DO THIS :: Starting at the first of these lines and ending at the one containing "[(175, 108)]", rewrite them as a Markdown table with the columns "No." and "Line", numbering each row and omitting blank lines. Leave the pictures out of the table.

SUPPLIED DATA ::
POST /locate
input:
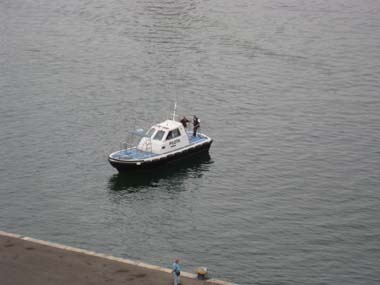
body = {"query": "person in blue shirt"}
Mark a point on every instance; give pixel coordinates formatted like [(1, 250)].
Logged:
[(176, 272)]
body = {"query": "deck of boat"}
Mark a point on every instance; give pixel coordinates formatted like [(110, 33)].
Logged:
[(134, 153)]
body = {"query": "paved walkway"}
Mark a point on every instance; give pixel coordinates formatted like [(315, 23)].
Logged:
[(33, 262)]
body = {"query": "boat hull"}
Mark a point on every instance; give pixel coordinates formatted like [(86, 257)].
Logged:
[(176, 157)]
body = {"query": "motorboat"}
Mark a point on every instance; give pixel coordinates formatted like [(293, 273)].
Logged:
[(165, 142)]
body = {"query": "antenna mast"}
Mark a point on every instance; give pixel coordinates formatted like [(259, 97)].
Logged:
[(175, 108)]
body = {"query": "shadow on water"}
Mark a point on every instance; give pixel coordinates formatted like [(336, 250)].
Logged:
[(166, 175)]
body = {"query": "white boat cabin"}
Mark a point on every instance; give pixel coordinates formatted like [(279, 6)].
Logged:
[(164, 137)]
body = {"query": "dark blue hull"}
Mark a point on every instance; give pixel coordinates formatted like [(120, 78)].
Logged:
[(127, 166)]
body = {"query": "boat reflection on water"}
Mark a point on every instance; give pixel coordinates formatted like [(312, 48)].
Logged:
[(169, 174)]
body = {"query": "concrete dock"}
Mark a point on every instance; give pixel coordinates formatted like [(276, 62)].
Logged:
[(29, 261)]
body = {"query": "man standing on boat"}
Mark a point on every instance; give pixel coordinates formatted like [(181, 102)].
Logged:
[(196, 125), (176, 272), (184, 121)]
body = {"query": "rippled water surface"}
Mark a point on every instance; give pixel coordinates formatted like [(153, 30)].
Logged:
[(289, 90)]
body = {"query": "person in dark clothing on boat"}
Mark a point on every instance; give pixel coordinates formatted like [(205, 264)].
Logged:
[(196, 125), (184, 121)]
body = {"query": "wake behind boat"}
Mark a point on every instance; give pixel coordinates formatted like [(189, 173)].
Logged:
[(166, 142)]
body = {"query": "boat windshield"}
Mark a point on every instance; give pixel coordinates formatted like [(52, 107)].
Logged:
[(150, 133), (159, 135)]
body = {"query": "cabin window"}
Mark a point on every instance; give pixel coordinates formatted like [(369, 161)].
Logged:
[(150, 133), (159, 135), (176, 133), (173, 134)]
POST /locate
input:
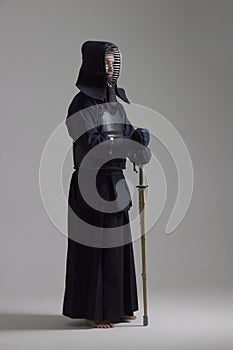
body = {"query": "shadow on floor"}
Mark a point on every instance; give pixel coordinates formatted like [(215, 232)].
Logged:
[(14, 321)]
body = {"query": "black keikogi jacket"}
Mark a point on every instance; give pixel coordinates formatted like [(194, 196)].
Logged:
[(87, 106)]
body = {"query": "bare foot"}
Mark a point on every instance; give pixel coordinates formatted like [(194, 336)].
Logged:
[(99, 324), (126, 317)]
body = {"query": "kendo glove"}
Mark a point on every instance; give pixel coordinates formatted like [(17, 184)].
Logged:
[(143, 156)]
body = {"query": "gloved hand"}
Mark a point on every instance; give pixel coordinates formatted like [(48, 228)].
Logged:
[(142, 136), (140, 158)]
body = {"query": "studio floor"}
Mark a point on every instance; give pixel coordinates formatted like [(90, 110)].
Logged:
[(177, 320)]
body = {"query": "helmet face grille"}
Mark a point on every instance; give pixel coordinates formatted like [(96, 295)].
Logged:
[(113, 50)]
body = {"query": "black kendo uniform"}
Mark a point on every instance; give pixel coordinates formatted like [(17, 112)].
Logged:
[(100, 283)]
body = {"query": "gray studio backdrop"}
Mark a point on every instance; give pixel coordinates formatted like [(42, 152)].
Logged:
[(177, 60)]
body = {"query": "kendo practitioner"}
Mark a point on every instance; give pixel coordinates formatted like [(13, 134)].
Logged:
[(100, 281)]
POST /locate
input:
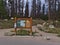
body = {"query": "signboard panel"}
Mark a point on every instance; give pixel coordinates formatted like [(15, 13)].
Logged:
[(23, 23)]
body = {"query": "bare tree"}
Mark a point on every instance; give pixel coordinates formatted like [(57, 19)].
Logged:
[(27, 9)]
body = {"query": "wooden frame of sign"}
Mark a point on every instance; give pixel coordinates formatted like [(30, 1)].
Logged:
[(27, 27)]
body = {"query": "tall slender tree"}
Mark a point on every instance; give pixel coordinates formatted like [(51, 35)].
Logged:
[(38, 8), (27, 9), (33, 11)]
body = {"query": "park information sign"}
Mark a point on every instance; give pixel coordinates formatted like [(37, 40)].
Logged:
[(23, 23)]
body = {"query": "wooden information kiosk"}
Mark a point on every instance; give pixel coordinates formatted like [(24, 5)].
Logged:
[(23, 23)]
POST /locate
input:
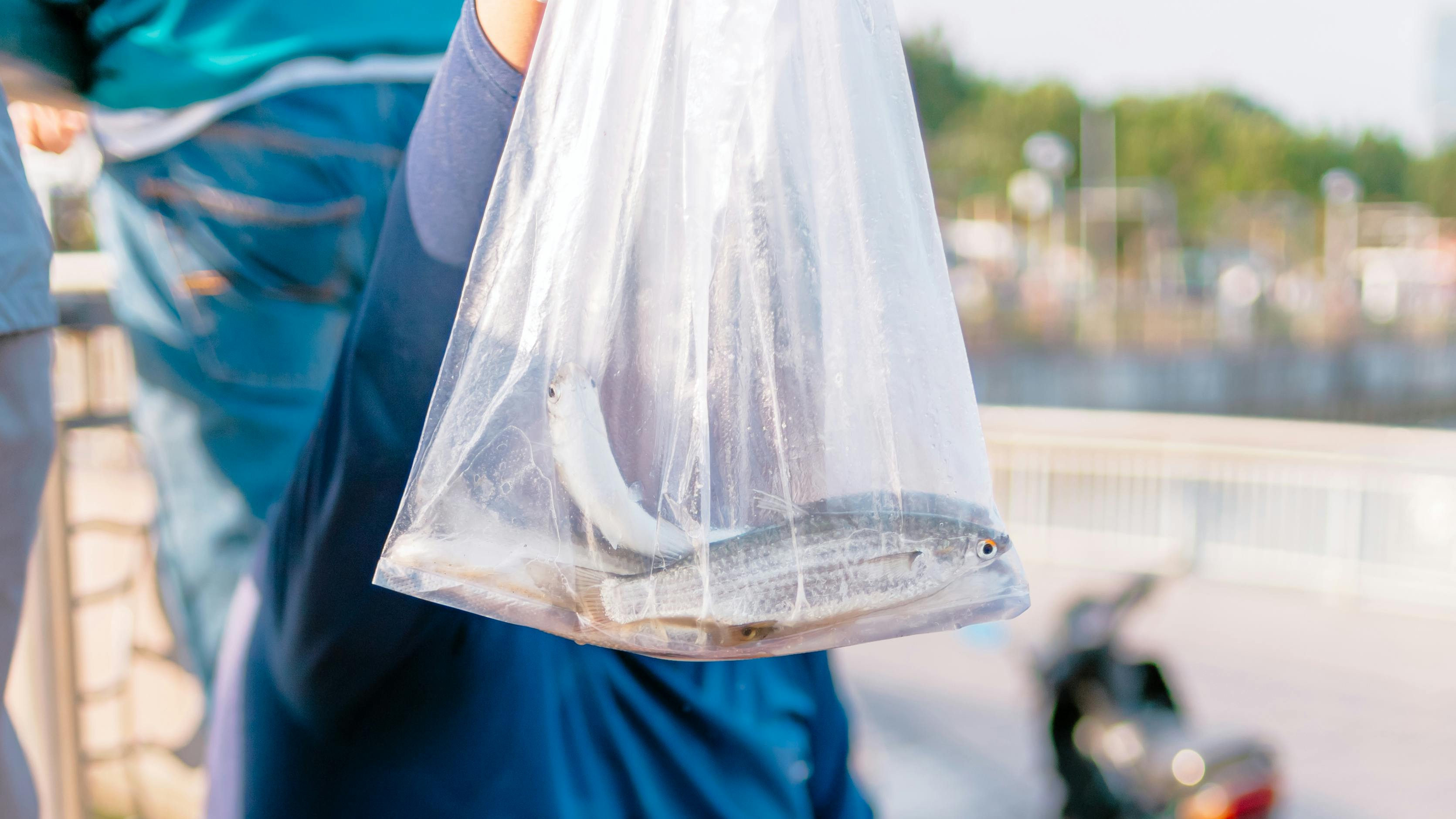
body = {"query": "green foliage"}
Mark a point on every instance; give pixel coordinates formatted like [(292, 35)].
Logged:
[(1206, 145)]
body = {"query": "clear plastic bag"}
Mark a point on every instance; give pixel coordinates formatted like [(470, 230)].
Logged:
[(707, 394)]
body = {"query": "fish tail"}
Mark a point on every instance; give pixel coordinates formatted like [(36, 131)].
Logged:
[(590, 597)]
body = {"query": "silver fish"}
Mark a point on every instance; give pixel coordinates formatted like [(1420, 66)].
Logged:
[(821, 566), (590, 472)]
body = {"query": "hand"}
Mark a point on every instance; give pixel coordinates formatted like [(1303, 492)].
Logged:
[(512, 27), (48, 129)]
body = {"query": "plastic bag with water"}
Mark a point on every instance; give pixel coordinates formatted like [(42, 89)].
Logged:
[(707, 394)]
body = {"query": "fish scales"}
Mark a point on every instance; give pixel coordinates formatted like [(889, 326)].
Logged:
[(849, 561)]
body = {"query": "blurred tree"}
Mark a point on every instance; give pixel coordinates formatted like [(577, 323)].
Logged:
[(941, 86), (1206, 145)]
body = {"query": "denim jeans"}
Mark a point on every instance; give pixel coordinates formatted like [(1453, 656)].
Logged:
[(242, 254)]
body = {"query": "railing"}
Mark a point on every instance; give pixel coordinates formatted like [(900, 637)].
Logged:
[(1350, 510), (1358, 512), (104, 707)]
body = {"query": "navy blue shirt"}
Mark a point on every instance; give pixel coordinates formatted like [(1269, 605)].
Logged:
[(366, 703)]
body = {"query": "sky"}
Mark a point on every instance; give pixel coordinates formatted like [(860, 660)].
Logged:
[(1341, 65)]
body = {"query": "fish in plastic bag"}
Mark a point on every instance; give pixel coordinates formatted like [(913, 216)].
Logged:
[(707, 394)]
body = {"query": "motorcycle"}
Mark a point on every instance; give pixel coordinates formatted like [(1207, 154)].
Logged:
[(1122, 744)]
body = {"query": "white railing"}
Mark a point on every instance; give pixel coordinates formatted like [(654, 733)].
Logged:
[(1350, 510)]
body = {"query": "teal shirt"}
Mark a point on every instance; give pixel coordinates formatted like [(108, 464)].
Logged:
[(174, 53)]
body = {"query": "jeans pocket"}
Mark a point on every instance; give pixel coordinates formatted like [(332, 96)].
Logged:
[(265, 288)]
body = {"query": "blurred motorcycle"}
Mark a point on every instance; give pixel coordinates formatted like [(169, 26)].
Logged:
[(1120, 739)]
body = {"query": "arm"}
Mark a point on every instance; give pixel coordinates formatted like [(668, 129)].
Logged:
[(512, 27), (331, 637)]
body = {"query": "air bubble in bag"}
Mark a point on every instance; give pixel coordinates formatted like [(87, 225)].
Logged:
[(707, 394)]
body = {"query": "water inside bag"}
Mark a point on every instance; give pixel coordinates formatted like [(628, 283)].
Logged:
[(707, 394)]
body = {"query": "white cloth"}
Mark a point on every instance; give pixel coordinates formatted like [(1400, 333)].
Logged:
[(27, 441), (143, 132)]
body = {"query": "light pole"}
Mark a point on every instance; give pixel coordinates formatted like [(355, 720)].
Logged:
[(1343, 194), (1052, 155)]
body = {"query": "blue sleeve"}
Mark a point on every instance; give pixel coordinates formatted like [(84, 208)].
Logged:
[(328, 636), (50, 34), (25, 244), (832, 788)]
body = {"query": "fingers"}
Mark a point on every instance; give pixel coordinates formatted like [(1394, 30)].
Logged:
[(48, 129)]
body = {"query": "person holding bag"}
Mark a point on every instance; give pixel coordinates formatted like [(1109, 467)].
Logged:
[(341, 699)]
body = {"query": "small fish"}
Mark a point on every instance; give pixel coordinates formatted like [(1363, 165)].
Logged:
[(590, 472), (821, 566)]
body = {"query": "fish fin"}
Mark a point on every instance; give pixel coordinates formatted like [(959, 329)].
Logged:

FULL OUTPUT ::
| No. | Line |
|---|---|
| 1 | POST /locate |
| 2 | input: |
| 3 | body = {"query": "person in blue shirt"} |
| 4 | Mark a point on every instance; give pixel coordinates formatted like [(1, 250)]. |
| 5 | Logged: |
| 6 | [(176, 272)] |
| 7 | body = {"query": "deck of boat"} |
| 8 | Mark a point on every instance; give pixel coordinates formatted like [(110, 33)]. |
| 9 | Logged: |
| 10 | [(134, 153)] |
| 11 | body = {"query": "paved walkway"} |
| 12 | Mark a point on every instance; give pixel coordinates formatted like [(315, 23)]. |
| 13 | Logged: |
| 14 | [(33, 262)] |
| 15 | body = {"query": "boat hull"} |
| 16 | Mark a point on every instance; give pixel coordinates formatted like [(86, 257)]. |
| 17 | Logged: |
| 18 | [(176, 157)] |
| 19 | body = {"query": "motorboat"} |
| 20 | Mark a point on every instance; give pixel coordinates formatted like [(293, 273)]. |
| 21 | Logged: |
| 22 | [(165, 142)] |
| 23 | body = {"query": "antenna mast"} |
| 24 | Mark a point on every instance; give pixel coordinates formatted like [(259, 97)]. |
| 25 | Logged: |
| 26 | [(175, 108)] |